Texto de estudio:

******

También el convento de la Merced, como tantos otros edificios religiosos, fue ocupado por los regimientos borbónicos. Cuando se devolvió a los religiosos en 1718, su estado era ruinoso. Había sido construido entre 1605 y 1653 bajo la dirección de Jerónimo Santacana. El edificio se articula alrededor de un gran claustro de dos pisos, hecho con arcos de medio punto sobre columnas clásicas. La puerta barroca que da a la plaza de la Merced es obra de Jaume Flori, del 1641.
Recuperado por los mercedarios (no hay tiempo para explicar esta extraordinaria orden), en el siglo XIX vivió de lleno la guerra del Francés, siendo saqueado, y la desamortización, en 1835, que supuso pasar a manos del Estado que lo destinó a usos militares: cuartel (1844-45) y sede de la Capitanía General desde 1846, que es lo que, un siglo y medio largo después, sigue siendo. En el año 1929 fue profundamente transformado por Adolf Florensa, uno de los arquitectos claves para entender la Barcelona por la que paseamos.
Pues bien, por la fiesta de la Merced de la semana pasada, Capitanía Militar permitía la entrada al edificio. Fui. La entrada es por el Paseo de Mar, justo por debajo de una de las enormes banderas españolas que lucen al sol sin que nunca ninguno de nuestros progres oficiales se haya referido a ellas, quejándose o pidiendo que se retire. Es curioso como sólo sobra o molesta la bandera catalana.
El patio es magnífico, bellísimo. En el medio, una columna contiene, entre otras, la siguiente inscripción: «En 1923, reinando Don Alfonso XIII, el Cap. General de Cataluña, Excmo. Sr. D. Miguel Primo de Rivera inició en este edificio su patriótico movimiento». En el piso de arriba está la pieza más importante: el Salón del Trono, usado en recepciones militares y algunos eventos. Decorado con las imágenes de los reyes borbónicos, empezando por el retrato de Felipe V. También destaca la lista de todos los Capitanes generales que ha tenido Cataluña, empezando por el duque de Berwick hasta la actualidad. El edificio guarda también, por otra parte, una colección notable de pinturas de Cusachs y a la entrada en el despacho del Capitán General, hay dos fotografías extarordinàries: una, del capitán López Ochoa cuando se hizo cargo de Capitanía la noche del 14 de abril de 1931 y otra del general Batet. Curioso detalle. Mundos desconocidos.

******

Datos para analizar:
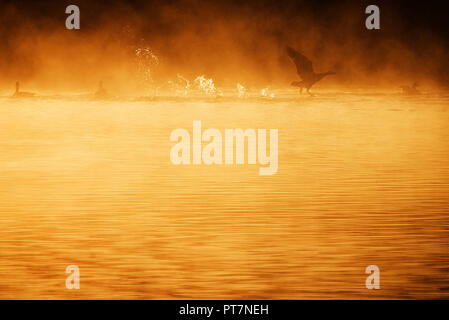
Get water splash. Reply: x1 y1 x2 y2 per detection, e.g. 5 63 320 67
135 47 159 94
194 75 219 95
168 73 192 97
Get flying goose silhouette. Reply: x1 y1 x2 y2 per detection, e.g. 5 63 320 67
287 46 335 95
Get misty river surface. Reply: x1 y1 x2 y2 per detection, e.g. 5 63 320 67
0 93 449 299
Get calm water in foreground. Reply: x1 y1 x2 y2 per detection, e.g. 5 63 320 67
0 93 449 299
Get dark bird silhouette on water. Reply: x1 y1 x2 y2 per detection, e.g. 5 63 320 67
400 82 421 96
13 81 34 98
287 46 335 95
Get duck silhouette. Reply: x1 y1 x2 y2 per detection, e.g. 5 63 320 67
13 81 35 98
287 46 335 95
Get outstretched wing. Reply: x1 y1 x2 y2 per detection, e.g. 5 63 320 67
287 46 314 80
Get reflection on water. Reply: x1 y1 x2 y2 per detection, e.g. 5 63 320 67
0 94 449 299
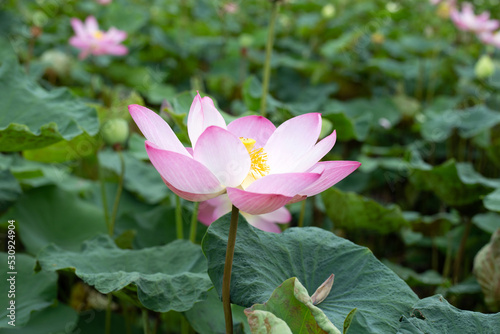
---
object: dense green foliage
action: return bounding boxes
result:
[0,0,500,334]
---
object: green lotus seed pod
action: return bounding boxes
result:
[101,118,129,146]
[40,49,71,76]
[321,3,335,19]
[239,34,254,48]
[474,228,500,312]
[319,118,333,139]
[474,55,495,79]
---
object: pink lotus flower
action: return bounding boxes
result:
[450,2,500,33]
[69,16,128,59]
[479,31,500,49]
[129,94,360,215]
[198,194,292,233]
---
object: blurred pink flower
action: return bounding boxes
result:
[450,2,500,33]
[129,94,360,215]
[479,31,500,49]
[69,16,128,59]
[198,194,292,233]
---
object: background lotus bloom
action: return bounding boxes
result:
[198,194,292,233]
[479,31,500,49]
[129,94,360,215]
[450,2,500,33]
[69,16,128,59]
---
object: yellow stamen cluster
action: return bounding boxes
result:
[240,137,269,179]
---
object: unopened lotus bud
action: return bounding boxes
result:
[474,55,495,79]
[101,118,129,146]
[321,3,335,19]
[474,228,500,312]
[311,274,335,305]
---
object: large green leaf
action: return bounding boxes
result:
[5,186,106,254]
[410,160,500,206]
[245,277,340,334]
[116,201,207,249]
[38,235,212,312]
[0,253,57,328]
[321,188,408,233]
[99,149,169,204]
[0,40,99,152]
[397,295,500,334]
[202,215,418,333]
[421,105,500,142]
[483,188,500,212]
[323,98,401,141]
[184,289,250,334]
[0,170,22,212]
[0,304,78,334]
[472,210,500,233]
[0,155,92,193]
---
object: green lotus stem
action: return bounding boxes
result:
[181,316,189,334]
[175,196,184,239]
[97,155,109,231]
[260,1,279,116]
[297,198,307,227]
[142,308,149,334]
[104,293,113,334]
[453,218,472,284]
[189,202,200,244]
[108,151,125,237]
[222,205,240,334]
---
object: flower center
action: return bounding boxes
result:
[92,30,104,39]
[240,137,269,187]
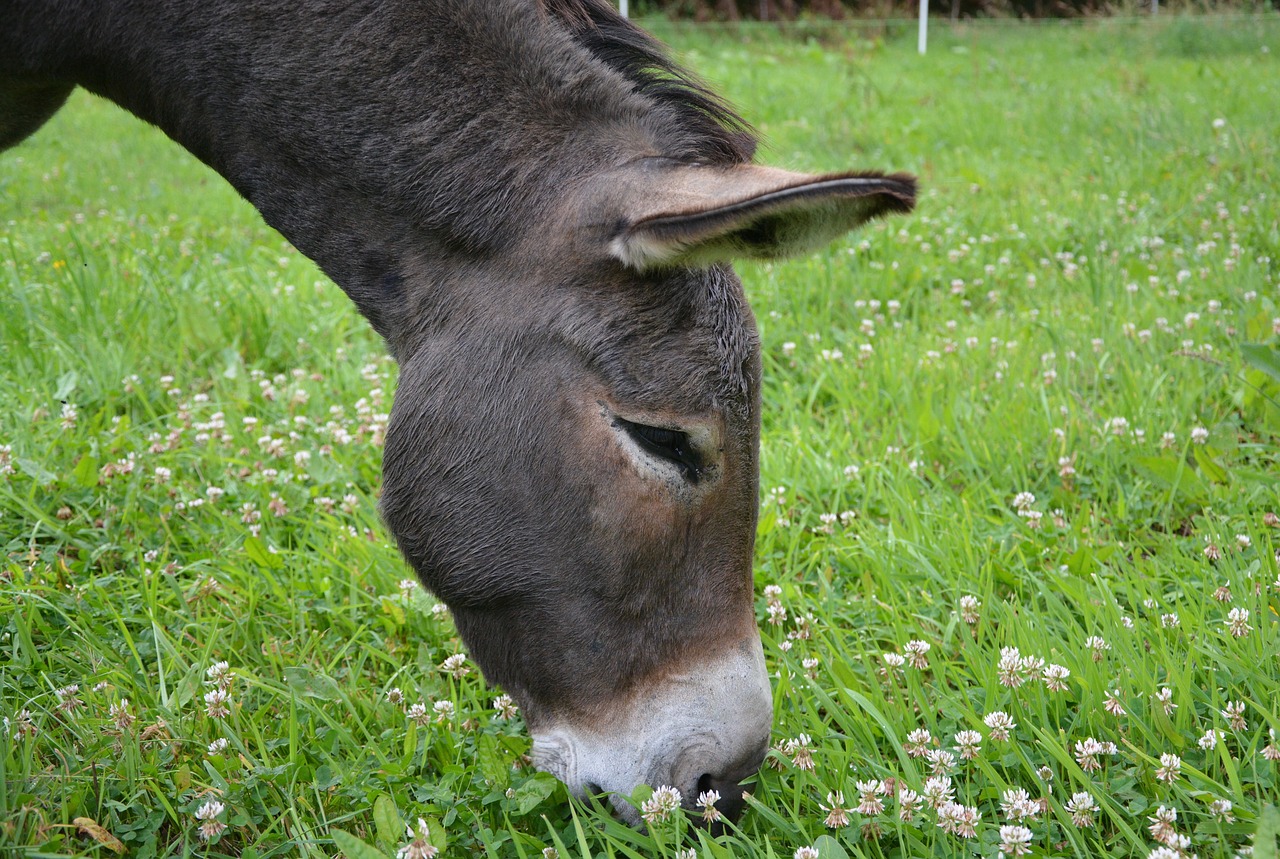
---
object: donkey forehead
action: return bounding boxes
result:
[556,265,759,413]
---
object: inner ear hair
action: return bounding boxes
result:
[609,168,915,270]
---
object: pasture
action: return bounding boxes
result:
[0,14,1280,859]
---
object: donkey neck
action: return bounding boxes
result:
[0,0,673,349]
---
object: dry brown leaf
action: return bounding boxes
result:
[72,817,124,854]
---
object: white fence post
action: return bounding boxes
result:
[919,0,929,54]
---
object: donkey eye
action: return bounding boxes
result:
[614,417,703,483]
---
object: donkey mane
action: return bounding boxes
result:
[540,0,756,166]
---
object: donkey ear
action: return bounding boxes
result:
[609,165,915,270]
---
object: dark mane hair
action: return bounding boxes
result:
[540,0,756,165]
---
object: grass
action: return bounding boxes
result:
[0,15,1280,859]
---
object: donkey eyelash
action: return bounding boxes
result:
[613,417,703,483]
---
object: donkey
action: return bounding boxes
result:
[0,0,915,823]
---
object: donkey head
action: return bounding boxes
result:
[381,159,914,822]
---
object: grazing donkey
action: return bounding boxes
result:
[0,0,915,822]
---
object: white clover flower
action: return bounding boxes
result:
[818,790,854,830]
[196,799,227,841]
[698,790,723,823]
[1075,737,1105,772]
[1041,664,1071,693]
[640,785,682,823]
[902,639,932,671]
[1000,826,1032,859]
[205,689,230,718]
[855,780,888,817]
[1156,754,1183,785]
[396,818,440,859]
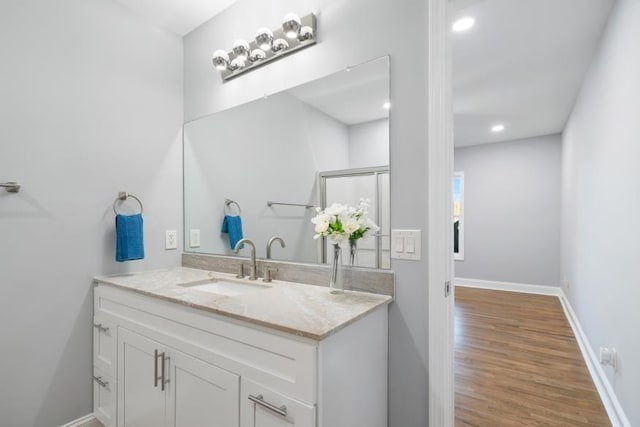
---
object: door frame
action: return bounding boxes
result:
[426,0,455,427]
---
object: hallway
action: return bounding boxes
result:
[455,287,611,427]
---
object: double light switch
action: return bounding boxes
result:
[391,230,422,260]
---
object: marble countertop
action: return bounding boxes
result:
[95,267,392,340]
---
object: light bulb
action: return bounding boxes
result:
[212,50,229,70]
[298,25,313,41]
[233,40,250,60]
[256,27,273,50]
[229,58,246,70]
[249,49,267,62]
[272,39,289,52]
[282,13,301,39]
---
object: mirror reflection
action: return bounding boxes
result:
[184,57,390,268]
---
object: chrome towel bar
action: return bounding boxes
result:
[0,181,20,193]
[267,200,315,209]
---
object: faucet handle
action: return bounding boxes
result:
[236,263,244,279]
[262,266,278,283]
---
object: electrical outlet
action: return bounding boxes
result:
[600,347,618,370]
[164,230,178,249]
[189,228,200,248]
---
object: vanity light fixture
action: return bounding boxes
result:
[212,13,316,81]
[451,16,476,33]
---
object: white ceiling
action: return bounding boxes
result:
[452,0,613,147]
[116,0,236,36]
[288,58,389,126]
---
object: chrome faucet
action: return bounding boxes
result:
[233,239,258,280]
[267,236,286,259]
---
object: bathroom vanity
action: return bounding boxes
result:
[93,268,392,427]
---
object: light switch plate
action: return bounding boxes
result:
[164,230,178,249]
[391,230,422,261]
[189,228,200,248]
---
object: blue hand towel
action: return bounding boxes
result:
[116,214,144,262]
[222,215,244,250]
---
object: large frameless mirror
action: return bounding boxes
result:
[184,57,390,268]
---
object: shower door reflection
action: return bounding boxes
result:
[319,166,391,268]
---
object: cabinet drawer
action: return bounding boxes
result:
[93,314,118,378]
[93,366,117,427]
[240,378,316,427]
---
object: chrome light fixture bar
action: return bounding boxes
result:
[213,13,316,82]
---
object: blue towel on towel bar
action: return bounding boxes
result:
[116,214,144,262]
[222,215,242,250]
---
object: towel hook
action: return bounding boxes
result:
[113,191,144,215]
[224,199,242,215]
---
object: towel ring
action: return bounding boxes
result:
[224,199,242,215]
[113,191,144,215]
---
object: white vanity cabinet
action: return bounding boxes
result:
[94,284,388,427]
[118,328,240,427]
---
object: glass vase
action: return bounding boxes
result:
[329,243,344,294]
[349,240,358,265]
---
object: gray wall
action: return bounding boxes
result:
[184,0,429,427]
[0,0,182,427]
[349,119,389,168]
[454,135,561,286]
[562,0,640,425]
[184,92,349,262]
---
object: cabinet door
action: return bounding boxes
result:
[240,378,316,427]
[167,349,240,427]
[118,328,167,427]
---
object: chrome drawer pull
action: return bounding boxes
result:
[93,323,109,332]
[93,375,109,388]
[249,394,287,417]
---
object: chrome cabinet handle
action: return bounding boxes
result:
[153,349,159,387]
[93,323,109,332]
[248,394,287,417]
[160,351,170,391]
[93,375,109,388]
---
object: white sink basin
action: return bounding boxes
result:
[179,278,271,297]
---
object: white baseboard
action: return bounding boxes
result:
[558,289,631,427]
[454,277,631,427]
[60,414,97,427]
[453,277,562,296]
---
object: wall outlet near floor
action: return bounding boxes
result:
[189,228,200,248]
[164,230,178,249]
[600,347,618,370]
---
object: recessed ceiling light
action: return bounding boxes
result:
[451,16,476,33]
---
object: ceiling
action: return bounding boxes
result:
[115,0,236,36]
[287,57,389,126]
[452,0,613,147]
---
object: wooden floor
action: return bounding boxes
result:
[455,287,611,427]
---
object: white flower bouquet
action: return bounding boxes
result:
[311,199,380,244]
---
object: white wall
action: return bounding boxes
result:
[184,0,429,427]
[562,0,640,425]
[184,93,349,262]
[0,0,182,427]
[349,119,389,168]
[454,135,561,286]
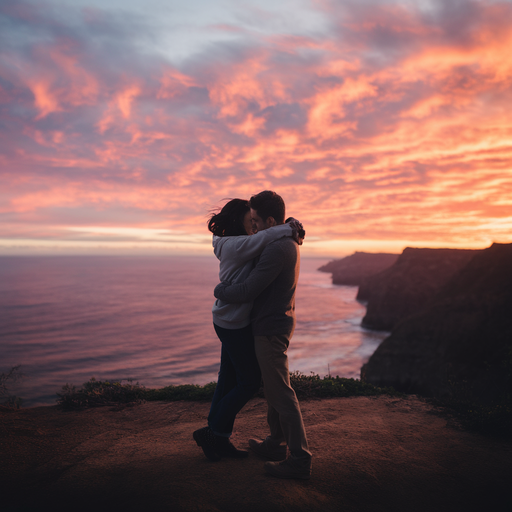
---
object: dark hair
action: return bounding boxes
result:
[249,190,285,224]
[208,199,249,236]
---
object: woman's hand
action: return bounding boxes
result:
[286,217,306,245]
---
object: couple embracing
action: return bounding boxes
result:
[194,190,311,479]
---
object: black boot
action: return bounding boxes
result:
[192,427,221,462]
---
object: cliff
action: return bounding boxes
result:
[361,244,512,402]
[318,252,398,286]
[357,247,476,331]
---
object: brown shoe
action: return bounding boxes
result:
[265,455,311,480]
[249,437,286,460]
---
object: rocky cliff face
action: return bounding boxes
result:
[361,244,512,397]
[318,252,398,286]
[357,248,476,331]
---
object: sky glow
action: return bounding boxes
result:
[0,0,512,257]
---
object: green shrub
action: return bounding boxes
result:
[57,372,399,409]
[57,377,146,409]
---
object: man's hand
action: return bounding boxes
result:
[286,217,306,245]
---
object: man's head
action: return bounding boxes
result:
[249,190,285,231]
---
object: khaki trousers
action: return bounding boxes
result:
[254,335,311,457]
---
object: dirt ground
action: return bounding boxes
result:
[0,396,512,512]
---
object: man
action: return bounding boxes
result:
[214,190,311,479]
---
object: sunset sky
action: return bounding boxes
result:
[0,0,512,257]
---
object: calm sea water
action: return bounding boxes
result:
[0,256,387,406]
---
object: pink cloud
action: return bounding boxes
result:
[0,2,512,252]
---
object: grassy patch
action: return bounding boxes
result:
[57,372,401,409]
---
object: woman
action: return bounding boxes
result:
[193,199,302,461]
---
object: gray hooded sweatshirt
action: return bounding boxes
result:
[212,224,292,329]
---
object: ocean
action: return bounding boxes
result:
[0,255,388,407]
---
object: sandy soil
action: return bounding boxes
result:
[0,396,512,512]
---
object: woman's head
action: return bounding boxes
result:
[208,199,251,236]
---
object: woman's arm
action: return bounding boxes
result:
[221,224,294,263]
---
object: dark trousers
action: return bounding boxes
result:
[208,324,261,437]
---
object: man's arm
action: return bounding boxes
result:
[213,244,283,304]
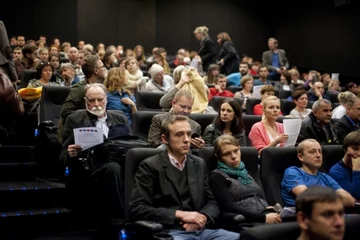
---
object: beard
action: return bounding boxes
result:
[86,105,105,117]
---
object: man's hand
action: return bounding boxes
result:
[265,213,281,224]
[183,223,200,232]
[191,137,205,149]
[351,157,360,171]
[175,210,207,228]
[68,144,82,157]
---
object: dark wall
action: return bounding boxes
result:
[274,1,360,80]
[0,0,77,43]
[155,0,273,59]
[77,0,155,51]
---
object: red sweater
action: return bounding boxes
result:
[209,87,234,101]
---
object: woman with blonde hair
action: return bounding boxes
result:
[234,75,254,109]
[155,48,171,75]
[331,91,356,119]
[249,96,288,155]
[217,32,240,75]
[104,67,137,126]
[194,26,216,72]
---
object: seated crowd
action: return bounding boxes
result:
[0,27,360,240]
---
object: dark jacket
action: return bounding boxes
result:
[57,80,87,144]
[129,151,219,228]
[219,41,240,75]
[199,37,216,72]
[60,109,128,162]
[334,115,359,144]
[297,113,338,145]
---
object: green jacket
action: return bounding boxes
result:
[57,79,87,144]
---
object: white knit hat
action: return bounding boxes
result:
[149,63,164,79]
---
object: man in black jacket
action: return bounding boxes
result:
[60,83,128,223]
[129,115,239,240]
[334,96,360,144]
[297,98,338,145]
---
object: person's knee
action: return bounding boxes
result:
[103,162,121,175]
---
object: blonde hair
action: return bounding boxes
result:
[104,67,132,96]
[262,96,280,120]
[338,91,356,105]
[240,75,254,88]
[194,26,209,36]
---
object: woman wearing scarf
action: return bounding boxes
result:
[209,135,281,224]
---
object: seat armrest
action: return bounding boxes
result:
[219,212,246,224]
[125,220,164,233]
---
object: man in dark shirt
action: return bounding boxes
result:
[129,115,239,240]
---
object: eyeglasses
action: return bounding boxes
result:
[95,65,106,69]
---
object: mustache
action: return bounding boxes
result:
[91,106,103,111]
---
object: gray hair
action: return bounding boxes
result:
[85,83,106,96]
[60,63,75,72]
[312,98,331,110]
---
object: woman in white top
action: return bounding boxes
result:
[331,91,355,119]
[290,89,311,119]
[234,75,254,109]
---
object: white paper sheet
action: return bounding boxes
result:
[331,73,340,80]
[283,118,302,147]
[253,85,264,99]
[74,127,104,150]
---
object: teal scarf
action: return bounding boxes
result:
[217,161,252,185]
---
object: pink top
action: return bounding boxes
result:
[249,121,284,151]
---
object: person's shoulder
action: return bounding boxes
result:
[284,166,302,176]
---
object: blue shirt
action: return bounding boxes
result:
[329,161,360,200]
[281,166,341,207]
[106,91,136,126]
[269,53,281,75]
[226,72,242,87]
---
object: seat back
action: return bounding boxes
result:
[240,214,360,240]
[124,148,164,222]
[20,69,36,88]
[135,91,164,112]
[197,147,262,187]
[39,86,70,126]
[279,90,292,99]
[209,96,243,112]
[260,147,301,206]
[189,113,217,135]
[240,222,300,240]
[280,99,296,116]
[319,145,345,173]
[245,98,261,115]
[131,111,163,142]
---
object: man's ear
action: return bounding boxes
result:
[161,134,168,145]
[296,211,309,230]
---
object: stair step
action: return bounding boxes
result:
[0,208,73,239]
[0,146,35,163]
[0,162,38,181]
[0,180,67,212]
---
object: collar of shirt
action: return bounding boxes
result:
[168,153,187,171]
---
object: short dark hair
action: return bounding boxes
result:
[343,131,360,151]
[295,186,341,218]
[292,89,307,100]
[213,98,244,134]
[160,115,189,137]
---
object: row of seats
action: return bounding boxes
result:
[124,146,350,236]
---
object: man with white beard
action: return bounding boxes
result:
[60,83,130,232]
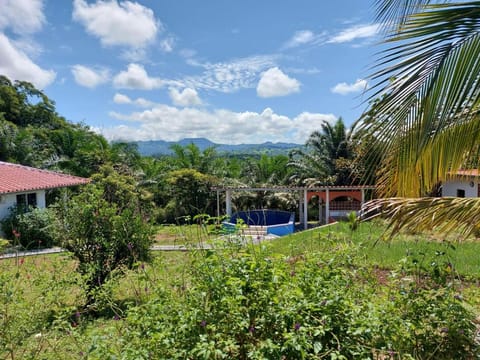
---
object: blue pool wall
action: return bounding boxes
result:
[223,209,295,236]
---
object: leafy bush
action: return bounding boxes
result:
[1,206,57,249]
[58,168,153,305]
[80,243,478,359]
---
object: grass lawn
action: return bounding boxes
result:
[0,221,480,358]
[272,221,480,280]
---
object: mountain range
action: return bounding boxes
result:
[134,138,303,156]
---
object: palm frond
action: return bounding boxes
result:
[361,2,480,196]
[363,197,480,237]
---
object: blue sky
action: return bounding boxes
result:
[0,0,379,144]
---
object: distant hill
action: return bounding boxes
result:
[134,138,303,156]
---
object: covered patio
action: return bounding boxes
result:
[213,185,375,229]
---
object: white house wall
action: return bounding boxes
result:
[442,180,478,198]
[0,190,46,220]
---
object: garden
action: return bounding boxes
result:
[0,221,480,359]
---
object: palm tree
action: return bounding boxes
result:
[289,117,355,185]
[361,0,480,238]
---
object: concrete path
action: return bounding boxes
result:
[0,235,277,260]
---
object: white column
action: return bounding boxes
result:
[325,188,330,224]
[225,190,232,216]
[303,189,308,230]
[318,195,322,224]
[298,194,303,223]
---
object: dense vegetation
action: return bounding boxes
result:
[4,0,480,359]
[0,223,479,359]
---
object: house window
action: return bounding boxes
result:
[17,193,37,209]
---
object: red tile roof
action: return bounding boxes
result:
[0,161,90,194]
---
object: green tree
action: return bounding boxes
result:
[290,117,355,185]
[362,0,480,238]
[57,167,153,305]
[167,169,217,220]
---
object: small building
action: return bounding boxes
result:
[0,161,90,220]
[442,170,480,198]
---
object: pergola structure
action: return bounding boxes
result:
[213,185,375,229]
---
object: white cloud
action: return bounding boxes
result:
[331,79,367,95]
[170,88,202,106]
[99,104,337,144]
[0,0,45,35]
[257,67,300,97]
[113,93,132,104]
[160,36,175,52]
[113,93,155,108]
[0,33,56,89]
[283,30,326,49]
[287,30,315,47]
[113,64,165,90]
[185,55,276,93]
[73,0,161,48]
[72,65,110,88]
[328,24,380,43]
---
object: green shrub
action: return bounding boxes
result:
[1,206,57,249]
[82,243,477,359]
[57,167,153,309]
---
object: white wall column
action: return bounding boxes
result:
[325,188,330,224]
[225,190,232,217]
[298,193,303,224]
[318,195,322,225]
[303,189,308,230]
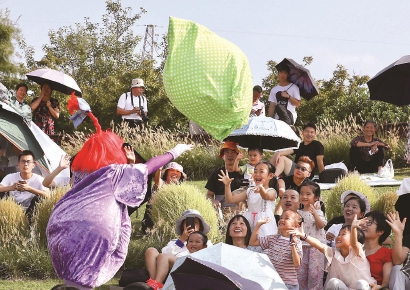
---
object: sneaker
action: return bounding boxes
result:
[145,278,164,290]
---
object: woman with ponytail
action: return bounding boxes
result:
[47,94,192,289]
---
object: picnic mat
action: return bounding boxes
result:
[318,173,401,190]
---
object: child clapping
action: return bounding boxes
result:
[290,215,377,290]
[249,210,302,290]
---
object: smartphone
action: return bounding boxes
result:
[185,216,195,230]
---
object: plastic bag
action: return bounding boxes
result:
[377,159,394,178]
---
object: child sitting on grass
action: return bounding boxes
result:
[249,210,303,290]
[289,214,377,290]
[145,209,210,290]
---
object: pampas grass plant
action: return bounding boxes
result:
[152,183,219,243]
[33,186,69,248]
[0,198,30,247]
[372,192,398,214]
[324,173,376,221]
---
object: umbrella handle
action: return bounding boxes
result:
[285,74,303,92]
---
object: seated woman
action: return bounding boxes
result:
[362,210,393,289]
[350,120,390,173]
[387,212,410,290]
[141,162,187,234]
[145,209,212,289]
[275,156,325,216]
[225,214,255,251]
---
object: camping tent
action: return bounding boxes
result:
[0,103,70,184]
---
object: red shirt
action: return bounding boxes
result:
[366,247,393,285]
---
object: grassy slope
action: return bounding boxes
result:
[0,168,410,290]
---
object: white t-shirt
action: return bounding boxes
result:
[249,100,265,117]
[0,172,48,209]
[269,83,300,123]
[326,224,343,248]
[117,92,148,120]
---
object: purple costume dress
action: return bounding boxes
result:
[47,153,173,289]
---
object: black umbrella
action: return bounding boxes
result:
[367,55,410,106]
[171,256,263,290]
[26,68,82,97]
[276,58,319,101]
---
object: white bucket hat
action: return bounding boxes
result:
[161,162,187,182]
[340,190,370,214]
[131,79,145,89]
[175,209,211,235]
[396,178,410,196]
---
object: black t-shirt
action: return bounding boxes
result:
[277,175,326,214]
[293,140,325,178]
[205,167,243,206]
[278,175,300,192]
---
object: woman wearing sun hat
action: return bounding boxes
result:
[326,190,370,247]
[145,209,212,289]
[141,162,187,234]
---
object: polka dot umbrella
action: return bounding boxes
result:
[164,17,252,140]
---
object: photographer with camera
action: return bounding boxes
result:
[117,79,149,128]
[0,150,49,223]
[268,65,300,125]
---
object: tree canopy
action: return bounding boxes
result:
[262,56,409,125]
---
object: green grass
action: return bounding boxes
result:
[0,278,118,290]
[0,168,410,290]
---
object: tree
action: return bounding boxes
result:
[28,0,187,132]
[262,57,409,126]
[0,9,23,88]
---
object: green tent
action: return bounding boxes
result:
[0,105,50,172]
[164,17,252,140]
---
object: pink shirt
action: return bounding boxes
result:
[258,234,303,285]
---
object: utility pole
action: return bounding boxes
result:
[142,24,154,61]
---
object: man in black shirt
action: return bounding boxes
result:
[270,123,325,178]
[205,140,243,209]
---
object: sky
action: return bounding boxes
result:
[0,0,410,85]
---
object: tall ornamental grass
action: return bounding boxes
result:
[33,187,69,248]
[0,198,30,247]
[323,174,377,221]
[372,191,399,215]
[317,116,407,168]
[61,124,223,180]
[152,184,219,244]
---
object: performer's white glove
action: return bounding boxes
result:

******

Tarea asignada 1:
Según el texto sobre el convento de la Merced, ¿bajo la dirección de quién se construyó el edificio?
Tarea asignada 2:
Transcribe del texto sobre el convento de la Merced el fragmento que arranca con las palabras "Pues bien, por" y se cierra con "la bandera catalana.".
Los registros provienen de una fuente distinta.

Resultado 1:
Bajo la dirección de Jerónimo Santacana.

Resultado 2:
Pues bien, por la fiesta de la Merced de la semana pasada, Capitanía Militar permitía la entrada al edificio. Fui. La entrada es por el Paseo de Mar, justo por debajo de una de las enormes banderas españolas que lucen al sol sin que nunca ninguno de nuestros progres oficiales se haya referido a ellas, quejándose o pidiendo que se retire. Es curioso como sólo sobra o molesta la bandera catalana.